- _Tugas yang Dikerjakan_
1. Tuliskan ulang tanpa perubahan bagian artikel tentang bahan bakar kapal rendah sulfur yang dibuka dengan kata-kata yang memuat "Ini dilakukan guna" dan ditutup dengan "sebelumnya sebesar 3,5%.".
2. Menurut artikel tentang bahan bakar kapal rendah sulfur, mengapa Kementerian Koordinator Bidang Kemaritiman dan Investasi memetakan kesiapan Indonesia dalam dekarbonisasi perkapalan dan pelabuhan melalui penggunaan bahan bakar kapal rendah sulfur? Jelaskan dalam satu sampai tiga kalimat.
3. Teruskan artikel tentang bahan bakar kapal rendah sulfur mulai dari kalimat terakhirnya.

- _Artikel Sumber_
╔══
Bahan Bakar Kapal Rendah Sulfur Kunci Dekarbonisasi Sektor Perkapalan
Kementerian Koordinator Bidang Kemaritiman dan Investasi memetakan kesiapan Indonesia dalam upaya dekarbonisasi industri perkapalan dan pelabuhan (Decarbonizing Shipping and Port) dengan penggunaan bahan bakar kapal (marine fuel oil/MFO) rendah sulfur di Selat Malaka dan Selat Sunda.
Ini dilakukan guna mempercepat upaya pengurangan emisi menjadi net-zero emission dan implementasi green port. Deputi Bidang Koordinasi Kedaulatan Maritim dan Energi Basilio Dias Araujo mengatakan seluruh negara di dunia mulai kembali menegaskan komitmennya pada tahun ini terhadap persoalan lingkungan dan perubahan iklim.
Penegasan komitmen tersebut juga disampaikan oleh Presiden Joko Widodo pada COP26 UNFCCC untuk Indonesia dapat memenuhi komitmen pengurangan emisi sebesar 29% pada 2030.
Pada 1 Januari 2020, Organisasi Maritim Internasional atau International Maritime Organization (IMO) telah memberlakukan batasan baru kandungan sulfur dalam bahan bakar minyak yang digunakan di kapal. Aturan yang dikenal sebagai "IMO 2020" tersebut membatasi sulfur hingga 0,50% m/m dari batas sebelumnya sebesar 3,5%.
Dalam area kontrol emisi yang ditentukan, batasannya sudah lebih ketat (0,10%). Batas baru ini diwajibkan setelah amandemen Lampiran VI Konvensi Internasional untuk Pencegahan Polusi dari Kapal (MARPOL).
Sementara, di tingkat nasional pengaturan tersebut dituangkan dalam SE Nomor 35 tahun 2019 Dirjen Hubla Kemenhub tentang Kewajiban Penggunaan Bahan Bakar Low Sulfur, dan Larangan Mengangkut atau Membawa Bahan Bakar Yang Tidak Memenuhi Persyaratan Serta Pengelolaan Limbah Hasil Resirkulasi Gas Buang Dari Kapal.
"Dalam SE Nomor 35 tahun 2019, tertuang bahwa kapal berbendera Indonesia dan kapal berbendera asing yang beroperasi di wilayah perairan Indonesia wajib menggunakan bahan bakar dengan kandungan sulfur dengan nilai maksimal 0,5 % m/m," kata Deputi Basilio dalam keterangan tertulis, Selasa (9/11).
Selain untuk mendukung Decarbonizing Shipping and Port, Basilio menilai bahwa mendorong kapal-kapal agar menggunakan Low Sulphur Marine Fuel Oil (LS MFO) juga dapat menambah pendapatan untuk negara. Terutama jika Indonesia dapat menjual LS MFO pada kapal yang melintas.
╚══
- _Entri yang Ditampilkan_
╔══
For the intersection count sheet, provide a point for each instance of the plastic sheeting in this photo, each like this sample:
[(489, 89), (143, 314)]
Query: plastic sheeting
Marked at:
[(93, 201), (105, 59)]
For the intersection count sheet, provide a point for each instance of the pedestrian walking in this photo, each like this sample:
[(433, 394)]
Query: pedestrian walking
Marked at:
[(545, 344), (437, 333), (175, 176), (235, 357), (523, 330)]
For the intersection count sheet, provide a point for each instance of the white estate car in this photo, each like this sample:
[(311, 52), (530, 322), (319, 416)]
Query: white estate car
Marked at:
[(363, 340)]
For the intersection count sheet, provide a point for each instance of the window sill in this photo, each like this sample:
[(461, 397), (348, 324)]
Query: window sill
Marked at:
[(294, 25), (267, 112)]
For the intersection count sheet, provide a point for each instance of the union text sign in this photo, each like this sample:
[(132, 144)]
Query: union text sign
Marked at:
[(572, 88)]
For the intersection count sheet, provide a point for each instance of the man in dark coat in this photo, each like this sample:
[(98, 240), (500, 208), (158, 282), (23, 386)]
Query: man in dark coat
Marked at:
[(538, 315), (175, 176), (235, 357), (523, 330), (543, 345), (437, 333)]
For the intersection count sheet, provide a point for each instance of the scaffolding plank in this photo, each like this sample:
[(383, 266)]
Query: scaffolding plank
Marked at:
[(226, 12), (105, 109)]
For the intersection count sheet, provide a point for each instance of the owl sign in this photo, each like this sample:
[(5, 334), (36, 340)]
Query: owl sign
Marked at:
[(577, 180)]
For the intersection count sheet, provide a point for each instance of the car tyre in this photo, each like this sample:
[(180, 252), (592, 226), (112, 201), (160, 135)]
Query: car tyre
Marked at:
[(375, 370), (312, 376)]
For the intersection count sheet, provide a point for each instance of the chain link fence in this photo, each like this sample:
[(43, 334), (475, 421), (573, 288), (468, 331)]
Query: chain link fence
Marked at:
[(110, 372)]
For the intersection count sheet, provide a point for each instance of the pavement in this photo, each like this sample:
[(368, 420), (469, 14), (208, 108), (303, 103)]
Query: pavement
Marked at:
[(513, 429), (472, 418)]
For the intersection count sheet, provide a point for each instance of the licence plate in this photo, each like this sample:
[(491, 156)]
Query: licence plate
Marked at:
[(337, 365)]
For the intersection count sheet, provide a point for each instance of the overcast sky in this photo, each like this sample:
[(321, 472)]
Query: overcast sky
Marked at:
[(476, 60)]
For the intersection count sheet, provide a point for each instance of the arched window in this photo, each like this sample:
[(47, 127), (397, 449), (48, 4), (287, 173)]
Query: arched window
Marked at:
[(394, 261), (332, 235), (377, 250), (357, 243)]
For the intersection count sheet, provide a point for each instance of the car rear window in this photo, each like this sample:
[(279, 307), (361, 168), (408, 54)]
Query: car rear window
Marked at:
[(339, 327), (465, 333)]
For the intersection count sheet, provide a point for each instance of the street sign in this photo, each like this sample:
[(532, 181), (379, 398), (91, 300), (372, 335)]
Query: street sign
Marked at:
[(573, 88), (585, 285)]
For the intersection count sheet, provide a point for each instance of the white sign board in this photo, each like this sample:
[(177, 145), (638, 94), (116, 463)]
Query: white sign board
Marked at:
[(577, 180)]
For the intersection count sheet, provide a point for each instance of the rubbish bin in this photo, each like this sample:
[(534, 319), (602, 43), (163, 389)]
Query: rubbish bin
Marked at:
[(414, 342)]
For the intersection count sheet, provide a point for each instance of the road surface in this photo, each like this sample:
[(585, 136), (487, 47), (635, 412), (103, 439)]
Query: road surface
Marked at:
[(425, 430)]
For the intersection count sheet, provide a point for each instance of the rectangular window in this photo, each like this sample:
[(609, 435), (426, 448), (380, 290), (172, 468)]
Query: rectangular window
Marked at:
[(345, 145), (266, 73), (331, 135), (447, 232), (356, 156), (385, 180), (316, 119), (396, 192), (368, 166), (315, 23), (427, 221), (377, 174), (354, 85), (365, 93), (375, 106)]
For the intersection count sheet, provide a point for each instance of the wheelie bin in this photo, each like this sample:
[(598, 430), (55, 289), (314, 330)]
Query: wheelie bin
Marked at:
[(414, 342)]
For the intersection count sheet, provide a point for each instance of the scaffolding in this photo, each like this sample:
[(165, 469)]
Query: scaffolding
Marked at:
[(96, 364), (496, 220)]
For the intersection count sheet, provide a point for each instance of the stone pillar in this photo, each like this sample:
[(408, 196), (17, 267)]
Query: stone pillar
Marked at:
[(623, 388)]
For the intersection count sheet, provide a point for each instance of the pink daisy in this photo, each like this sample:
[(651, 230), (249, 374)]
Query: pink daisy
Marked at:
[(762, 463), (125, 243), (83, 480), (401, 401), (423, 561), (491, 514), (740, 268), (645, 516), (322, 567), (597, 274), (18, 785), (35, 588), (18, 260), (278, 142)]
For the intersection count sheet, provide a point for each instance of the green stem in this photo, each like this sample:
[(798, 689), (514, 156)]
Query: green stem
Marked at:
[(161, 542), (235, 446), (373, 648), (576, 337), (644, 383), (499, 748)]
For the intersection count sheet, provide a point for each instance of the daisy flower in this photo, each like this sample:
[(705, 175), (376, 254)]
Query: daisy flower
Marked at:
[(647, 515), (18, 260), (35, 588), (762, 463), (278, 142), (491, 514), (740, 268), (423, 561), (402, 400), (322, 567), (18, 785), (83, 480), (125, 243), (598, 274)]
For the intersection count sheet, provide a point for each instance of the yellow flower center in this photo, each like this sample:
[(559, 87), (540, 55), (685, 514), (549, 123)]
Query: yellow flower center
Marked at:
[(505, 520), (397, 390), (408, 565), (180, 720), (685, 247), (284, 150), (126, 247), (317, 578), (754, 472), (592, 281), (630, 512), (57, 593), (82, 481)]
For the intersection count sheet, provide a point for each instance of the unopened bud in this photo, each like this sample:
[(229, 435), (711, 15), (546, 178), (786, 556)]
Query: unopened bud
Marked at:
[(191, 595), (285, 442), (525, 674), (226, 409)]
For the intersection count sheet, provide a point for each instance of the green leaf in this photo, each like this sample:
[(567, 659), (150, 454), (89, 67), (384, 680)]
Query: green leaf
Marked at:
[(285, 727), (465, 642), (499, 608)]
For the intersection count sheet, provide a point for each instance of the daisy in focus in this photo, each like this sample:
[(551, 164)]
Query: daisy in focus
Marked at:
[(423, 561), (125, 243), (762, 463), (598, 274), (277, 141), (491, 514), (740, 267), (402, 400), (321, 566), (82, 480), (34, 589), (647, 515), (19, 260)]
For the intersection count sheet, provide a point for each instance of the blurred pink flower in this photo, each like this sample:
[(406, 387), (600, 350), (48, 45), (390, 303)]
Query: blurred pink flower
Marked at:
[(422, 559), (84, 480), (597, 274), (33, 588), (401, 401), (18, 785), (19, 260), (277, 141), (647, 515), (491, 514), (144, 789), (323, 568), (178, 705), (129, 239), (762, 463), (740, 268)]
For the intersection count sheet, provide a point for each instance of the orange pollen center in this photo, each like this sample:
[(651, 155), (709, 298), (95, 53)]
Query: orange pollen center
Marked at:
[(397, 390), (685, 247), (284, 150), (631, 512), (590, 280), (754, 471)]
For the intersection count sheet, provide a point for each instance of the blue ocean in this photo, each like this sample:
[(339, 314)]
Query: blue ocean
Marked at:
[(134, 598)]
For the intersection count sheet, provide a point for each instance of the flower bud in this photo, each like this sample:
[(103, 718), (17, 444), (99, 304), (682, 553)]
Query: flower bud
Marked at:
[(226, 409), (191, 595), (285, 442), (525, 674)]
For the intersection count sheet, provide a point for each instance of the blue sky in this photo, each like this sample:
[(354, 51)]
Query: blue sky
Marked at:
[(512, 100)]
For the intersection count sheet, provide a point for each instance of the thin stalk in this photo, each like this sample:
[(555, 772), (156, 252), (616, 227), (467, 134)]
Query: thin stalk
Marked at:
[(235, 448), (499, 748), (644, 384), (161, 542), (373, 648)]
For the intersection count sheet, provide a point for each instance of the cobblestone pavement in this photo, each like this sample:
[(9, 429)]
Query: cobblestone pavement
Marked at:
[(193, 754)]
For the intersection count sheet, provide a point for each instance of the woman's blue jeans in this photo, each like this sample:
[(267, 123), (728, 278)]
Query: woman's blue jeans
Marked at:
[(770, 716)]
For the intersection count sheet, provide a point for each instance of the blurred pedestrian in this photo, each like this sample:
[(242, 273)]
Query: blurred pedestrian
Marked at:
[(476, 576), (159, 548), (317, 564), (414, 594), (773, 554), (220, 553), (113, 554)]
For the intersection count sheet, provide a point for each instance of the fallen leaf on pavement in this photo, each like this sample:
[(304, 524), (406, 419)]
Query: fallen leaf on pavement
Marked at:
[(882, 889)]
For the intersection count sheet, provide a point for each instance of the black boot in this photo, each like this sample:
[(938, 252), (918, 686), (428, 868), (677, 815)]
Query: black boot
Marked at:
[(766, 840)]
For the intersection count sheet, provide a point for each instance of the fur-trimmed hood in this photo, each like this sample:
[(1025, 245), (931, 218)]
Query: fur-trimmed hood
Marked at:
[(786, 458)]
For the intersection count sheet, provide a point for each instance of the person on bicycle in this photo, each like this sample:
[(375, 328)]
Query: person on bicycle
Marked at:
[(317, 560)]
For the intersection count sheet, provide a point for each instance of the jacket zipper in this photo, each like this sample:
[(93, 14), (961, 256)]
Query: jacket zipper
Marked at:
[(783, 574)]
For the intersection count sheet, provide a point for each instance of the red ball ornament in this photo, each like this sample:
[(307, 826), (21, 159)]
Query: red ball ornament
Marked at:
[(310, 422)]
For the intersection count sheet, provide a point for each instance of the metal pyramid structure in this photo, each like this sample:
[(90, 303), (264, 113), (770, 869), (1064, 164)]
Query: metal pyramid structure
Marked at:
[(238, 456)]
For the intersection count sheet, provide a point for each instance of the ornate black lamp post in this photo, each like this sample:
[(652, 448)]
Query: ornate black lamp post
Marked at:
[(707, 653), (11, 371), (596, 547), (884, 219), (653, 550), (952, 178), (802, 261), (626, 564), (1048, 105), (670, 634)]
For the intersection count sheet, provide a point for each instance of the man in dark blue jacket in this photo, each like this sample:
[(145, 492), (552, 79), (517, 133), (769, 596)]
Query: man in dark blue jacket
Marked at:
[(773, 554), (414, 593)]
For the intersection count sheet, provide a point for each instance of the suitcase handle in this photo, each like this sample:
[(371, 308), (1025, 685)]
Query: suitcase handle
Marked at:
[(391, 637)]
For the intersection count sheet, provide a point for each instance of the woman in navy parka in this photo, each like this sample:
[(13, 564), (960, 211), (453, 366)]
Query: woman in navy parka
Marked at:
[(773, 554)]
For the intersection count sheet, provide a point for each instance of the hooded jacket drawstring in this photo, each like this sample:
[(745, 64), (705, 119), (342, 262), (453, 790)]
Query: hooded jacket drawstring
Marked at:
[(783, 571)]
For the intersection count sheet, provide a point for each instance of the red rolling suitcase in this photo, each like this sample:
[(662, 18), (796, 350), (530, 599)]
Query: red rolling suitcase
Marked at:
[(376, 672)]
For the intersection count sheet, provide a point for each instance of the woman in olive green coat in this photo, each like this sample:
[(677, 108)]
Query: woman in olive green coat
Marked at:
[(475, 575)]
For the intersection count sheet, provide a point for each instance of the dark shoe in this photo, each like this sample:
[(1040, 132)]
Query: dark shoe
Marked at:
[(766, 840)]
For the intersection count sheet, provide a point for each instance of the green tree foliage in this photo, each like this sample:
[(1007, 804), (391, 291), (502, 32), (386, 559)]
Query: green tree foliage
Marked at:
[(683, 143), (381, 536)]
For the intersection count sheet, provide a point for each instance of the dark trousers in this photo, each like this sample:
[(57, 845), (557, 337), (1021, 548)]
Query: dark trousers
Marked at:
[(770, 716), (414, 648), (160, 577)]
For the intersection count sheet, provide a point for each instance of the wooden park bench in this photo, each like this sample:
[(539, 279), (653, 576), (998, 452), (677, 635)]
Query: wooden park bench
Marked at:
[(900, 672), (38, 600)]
╚══
- _Jawaban yang Diharapkan_
1.
Ini dilakukan guna mempercepat upaya pengurangan emisi menjadi net-zero emission dan implementasi green port. Deputi Bidang Koordinasi Kedaulatan Maritim dan Energi Basilio Dias Araujo mengatakan seluruh negara di dunia mulai kembali menegaskan komitmennya pada tahun ini terhadap persoalan lingkungan dan perubahan iklim.
Penegasan komitmen tersebut juga disampaikan oleh Presiden Joko Widodo pada COP26 UNFCCC untuk Indonesia dapat memenuhi komitmen pengurangan emisi sebesar 29% pada 2030.
Pada 1 Januari 2020, Organisasi Maritim Internasional atau International Maritime Organization (IMO) telah memberlakukan batasan baru kandungan sulfur dalam bahan bakar minyak yang digunakan di kapal. Aturan yang dikenal sebagai "IMO 2020" tersebut membatasi sulfur hingga 0,50% m/m dari batas sebelumnya sebesar 3,5%.

2. Pemetaan itu dilakukan untuk mempercepat upaya pengurangan emisi menjadi net-zero emission. Pemetaan itu juga dilakukan untuk mempercepat implementasi green port.

3.
Berdasarkan informasi dari Kementerian Perhubungan, diketahui sekitar 90.000 kapal melewati Selat Malaka setiap tahunnya. Sedangkan sekitar 53.068 kapal melewati Selat Sunda setiap tahunnya, dan sekitar 36.773 kapal melewati Selat Lombok setiap tahunnya.
"Banyaknya kapal yang melintasi perairan Indonesia menjadikan pemerintah Indonesia perlu untuk mendorong dan memastikan kapal-kapal tersebut menggunakan bahan bakar dengan kandungan sulfur dengan nilai maksimal 0,5 % m/m," ujar dia.
Terkait kesiapan bungker bahan bakar kapal rendah sulfur di Indonesia, Pertamina, melalui Pertamina Patra Niaga telah meluncurkan bahan bakar kapal sulfur rendah dan telah menandatangani nota kesepahaman (MoU) dengan PT Krakatau Bandar Samudera (Krakatau International Port/KIP) pada 4 Agustus 2021.
"Penjualan perdana Bunkering Low Sulphur MFO juga sudah dilakukan di Dermaga KIP Cilegon pada tanggal 27 Agustus 2021 kepada kapal asing MV. Alona berbendera Siprus sejumlah 160 MT atau setara 175.000 liter LS MFO," kata Basilio.
Untuk meningkatkan dekarbonisasi kapal dan pelabuhan dan pendapatan negara dari Bunkering Low Sulphur MFO, maka diperlukan dukungan stakeholder terkait. Baik itu dari kementerian/lembaga, BUMN dan swasta, pemilik kapal, galangan kapal serta organisasi internasional seperti IMO, UNCTAD, dan Bank Dunia.
IMO dapat membantu mempromosikan teknologi rendah karbon dengan memfasilitasi kemitraan publik-swasta dan pertukaran informasi. IMO juga dapat membantu transfer teknologi, pengembangan kapasitas dan kerja sama teknis, serta peningkatan efisiensi energi kapal, dan menilai secara berkala penyediaan dana dan teknologi.
"Sementara Bank Dunia dapat membantu negara-negara berkembang dengan produksi dan pasokan bahan bakar nol-karbon yang akan diterapkan pada industri perkapalan di Indonesia," ujarnya.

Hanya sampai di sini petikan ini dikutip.